JÓZEF ZAWADZKI

Warsaw, 9 January 1950. Trainee judge Irena Skonieczna, acting as a member of the Main Commission for the Investigation of German Crimes in Poland, interviewed the person named below, who testified as follows:


Name and surname Józef Zawadzki
Date and place of birth 9 December 1904, Warsaw
Parents’ names Idzi and Józefa, née Kasak
Father’s profession laborer
Citizenship and nationality Polish
Religion Roman Catholic
Education 4 classes of elementary school
Occupation water-transport worker
Place of residence Warsaw, Zagórna Street 12A, flat 12
Criminal record none

When the Warsaw Uprising broke out, I was at home at Solec Street 35. Until 18 September 1944, all of the residents of our house, the house at Idźkowskiego Street 4, and those of the city’s populace who had found themselves in the area by chance, gathered in the shelter of house no. 4 at Idźkowskiego Street. On 13 September some of Berling’s soldiers managed to get through to our area. In spite of their assistance, however, by 16 September the Germans had managed to capture all of the houses in our street, with the exception of ours. There were insurgents in the house and a few of their wounded were lying in the basements. On 18 September, when the Germans were occupying our house, there were still some insurgents – numbering six or so – on the premises of house no. 4 at Idźkowskiego Street.

The Germans showered our house with grenades. Next they ordered the people gathered in the basements to come out. In total there were some 400 people sheltering there. We started to walk out into the street. The Germans fired at us from the houses that they had just captured. I exited with my wife and children. Right before my eyes, still on the stairs, they killed Bercholz and in the street also Ms Wietecka [and] Józef Troczyński. Together with my family I walked to the school at Zagórna Street 9. There they separated the women from the men. They kept the men upstairs. The women and children were led down to the basements, which housed the insurgent hospital and where the elderly from the old people’s home at Czerniakowska Street, on the corner of Zagórna Street, were lying.

━━━━━━━━━━━━━━━━━━━━

■ REQUIRED TASKS:
(1) In the Zawadzki testimony, rewrite the part that opens with "When the Warsaw" and closes with "premises of house no. 4 at Idźkowskiego Street.", substituting "cellar" for "shelter".
(2) Resume Józef Zawadzki's testimony about the Warsaw Uprising from the point where it stops.

━━━━━━━━━━━━━━━━━━━━

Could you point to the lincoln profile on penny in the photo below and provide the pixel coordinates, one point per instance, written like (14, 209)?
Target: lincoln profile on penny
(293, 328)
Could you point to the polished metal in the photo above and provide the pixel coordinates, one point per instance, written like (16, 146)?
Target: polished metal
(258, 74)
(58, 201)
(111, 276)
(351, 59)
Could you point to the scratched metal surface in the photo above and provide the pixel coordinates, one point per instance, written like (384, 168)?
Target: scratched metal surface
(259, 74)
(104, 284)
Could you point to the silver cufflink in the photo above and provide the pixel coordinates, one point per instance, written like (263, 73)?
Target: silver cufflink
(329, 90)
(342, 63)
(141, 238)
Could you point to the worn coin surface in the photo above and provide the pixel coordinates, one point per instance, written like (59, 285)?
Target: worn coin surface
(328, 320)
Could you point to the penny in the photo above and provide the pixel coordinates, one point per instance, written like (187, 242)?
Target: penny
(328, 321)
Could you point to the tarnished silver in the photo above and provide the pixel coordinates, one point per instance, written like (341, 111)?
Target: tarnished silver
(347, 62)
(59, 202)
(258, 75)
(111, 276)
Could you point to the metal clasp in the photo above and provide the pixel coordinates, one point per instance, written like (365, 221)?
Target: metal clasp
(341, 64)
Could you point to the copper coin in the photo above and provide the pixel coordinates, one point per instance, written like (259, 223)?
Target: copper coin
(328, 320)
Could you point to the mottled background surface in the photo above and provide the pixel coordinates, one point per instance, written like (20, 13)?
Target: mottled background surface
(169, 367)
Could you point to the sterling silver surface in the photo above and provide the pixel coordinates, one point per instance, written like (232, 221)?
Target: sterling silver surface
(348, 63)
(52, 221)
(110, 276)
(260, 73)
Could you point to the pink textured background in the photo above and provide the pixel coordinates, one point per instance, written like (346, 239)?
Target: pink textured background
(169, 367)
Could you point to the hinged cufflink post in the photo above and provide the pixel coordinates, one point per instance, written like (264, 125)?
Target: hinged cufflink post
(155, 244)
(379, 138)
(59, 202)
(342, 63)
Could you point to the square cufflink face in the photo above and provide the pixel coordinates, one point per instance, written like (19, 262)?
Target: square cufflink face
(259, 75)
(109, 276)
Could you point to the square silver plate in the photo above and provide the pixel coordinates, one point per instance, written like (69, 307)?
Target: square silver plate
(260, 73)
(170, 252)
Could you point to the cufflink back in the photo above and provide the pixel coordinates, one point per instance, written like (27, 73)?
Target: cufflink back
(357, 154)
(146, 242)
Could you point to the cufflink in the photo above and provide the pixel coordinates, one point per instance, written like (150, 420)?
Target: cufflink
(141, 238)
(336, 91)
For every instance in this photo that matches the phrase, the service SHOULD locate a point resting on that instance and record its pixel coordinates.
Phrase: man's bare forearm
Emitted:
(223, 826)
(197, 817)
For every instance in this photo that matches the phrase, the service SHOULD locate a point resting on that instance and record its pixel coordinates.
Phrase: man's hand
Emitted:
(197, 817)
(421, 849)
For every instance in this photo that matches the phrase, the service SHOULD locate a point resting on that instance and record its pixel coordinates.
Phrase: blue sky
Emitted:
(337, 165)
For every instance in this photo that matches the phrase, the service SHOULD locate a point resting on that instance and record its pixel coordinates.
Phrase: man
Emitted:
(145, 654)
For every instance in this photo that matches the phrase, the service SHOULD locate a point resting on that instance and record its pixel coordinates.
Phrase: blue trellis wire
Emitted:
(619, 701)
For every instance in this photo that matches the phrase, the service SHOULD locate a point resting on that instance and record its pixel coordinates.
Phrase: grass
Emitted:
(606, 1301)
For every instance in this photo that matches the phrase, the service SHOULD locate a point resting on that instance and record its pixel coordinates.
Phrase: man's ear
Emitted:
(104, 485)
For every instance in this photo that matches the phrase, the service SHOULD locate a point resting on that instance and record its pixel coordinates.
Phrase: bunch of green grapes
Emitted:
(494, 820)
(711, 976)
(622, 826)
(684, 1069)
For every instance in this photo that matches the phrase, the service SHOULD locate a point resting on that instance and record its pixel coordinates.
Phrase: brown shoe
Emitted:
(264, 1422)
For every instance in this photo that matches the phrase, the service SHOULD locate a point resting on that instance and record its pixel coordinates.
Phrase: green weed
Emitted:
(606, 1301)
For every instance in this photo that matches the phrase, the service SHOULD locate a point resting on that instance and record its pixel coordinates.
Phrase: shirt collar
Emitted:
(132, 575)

━━━━━━━━━━━━━━━━━━━━

■ EXPECTED RESPONSES:
(1)
When the Warsaw Uprising broke out, I was at home at Solec Street 35. Until 18 September 1944, all of the residents of our house, the house at Idźkowskiego Street 4, and those of the city’s populace who had found themselves in the area by chance, gathered in the cellar of house no. 4 at Idźkowskiego Street. On 13 September some of Berling’s soldiers managed to get through to our area. In spite of their assistance, however, by 16 September the Germans had managed to capture all of the houses in our street, with the exception of ours. There were insurgents in the house and a few of their wounded were lying in the basements. On 18 September, when the Germans were occupying our house, there were still some insurgents – numbering six or so – on the premises of house no. 4 at Idźkowskiego Street.

(2)
After two hours or so, all of us – both women and men – were led out of the school at Zagórna Street. They walked us along Czerniakowska and Fabryczna streets to Rozbrat Street. There at the Batory school they stopped us and added even more people from other streets to our group. A few men – myself among them – were detained for work. The rest of the people marched on. Initially, I was engaged in carrying dead and wounded Germans to the Batory school. Later on I dug trenches in Powiśle, this for a period of five days. There were approximately 20 of us men there. Only three of us are still alive today. The rest perished while we were digging the trenches.

On 23 September1944 I got through to Pruszków. I know nothing about the fate [of the hospital] at Zagórna Street. We later calculated that approximately 70 people could have perished during the execution conducted at Idźkowskiego Street on 18 September. Of these, I knew Dubielecka, Józef Troczyński, Zygmunt Woźnicki and Wietecka. Additionally, many of those who had got through to us from the Old Town and Mokotów using the sewers also perished.

In the spring of 1945, in April, the Polish Red Cross performed an exhumation in this area.

At this point the report was brought to a close and read out.